== Texte à lire ==

Alors que les frappes russes continuent en Ukraine et que les populations syriennes et turques sont confrontées aux conséquences d’un des plus violents tremblements de terre de leur histoire, de nombreux habitants vivent ce que les psychologues de la santé ont appelé le “coping”. Intimement lié à la notion d’adaptation, le coping, souvent traduit dans la littérature spécialisée par le terme français “ajustement”, désigne notre façon de “faire face”, en tant qu’humain, aux drames qui peuvent advenir, comme en temps de guerre ou de catastrophe naturelle. Cyril Tarquinio, professeur de psychologie clinique à l’université de Lorraine, revient sur ce concept dans un article de The Conversation.
“Schématiquement, il s’agit de la capacité à réagir aux stimulations externes et/ou internes, aux contraintes et aux conflits, en cherchant à réduire ou à éliminer leurs conséquences défavorables par des ajustements divers. La finalité est la survie, et la création d’un nouvel équilibre compatible avec cette survie”, explique-t-il.

===
== Données disponibles ==

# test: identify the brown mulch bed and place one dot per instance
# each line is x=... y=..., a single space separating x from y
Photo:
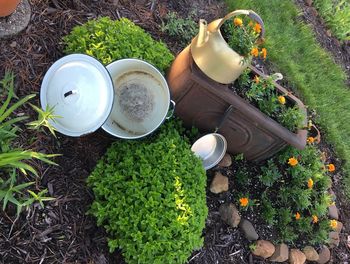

===

### Consigne
Réécris le passage du texte sur le coping qui va de "Alors que les" jusqu'à "de The Conversation.", en remplaçant "tremblements de terre" par "séismes".

### Corrigé rédigé
Alors que les frappes russes continuent en Ukraine et que les populations syriennes et turques sont confrontées aux conséquences d’un des plus violents séismes de leur histoire, de nombreux habitants vivent ce que les psychologues de la santé ont appelé le “coping”. Intimement lié à la notion d’adaptation, le coping, souvent traduit dans la littérature spécialisée par le terme français “ajustement”, désigne notre façon de “faire face”, en tant qu’humain, aux drames qui peuvent advenir, comme en temps de guerre ou de catastrophe naturelle. Cyril Tarquinio, professeur de psychologie clinique à l’université de Lorraine, revient sur ce concept dans un article de The Conversation.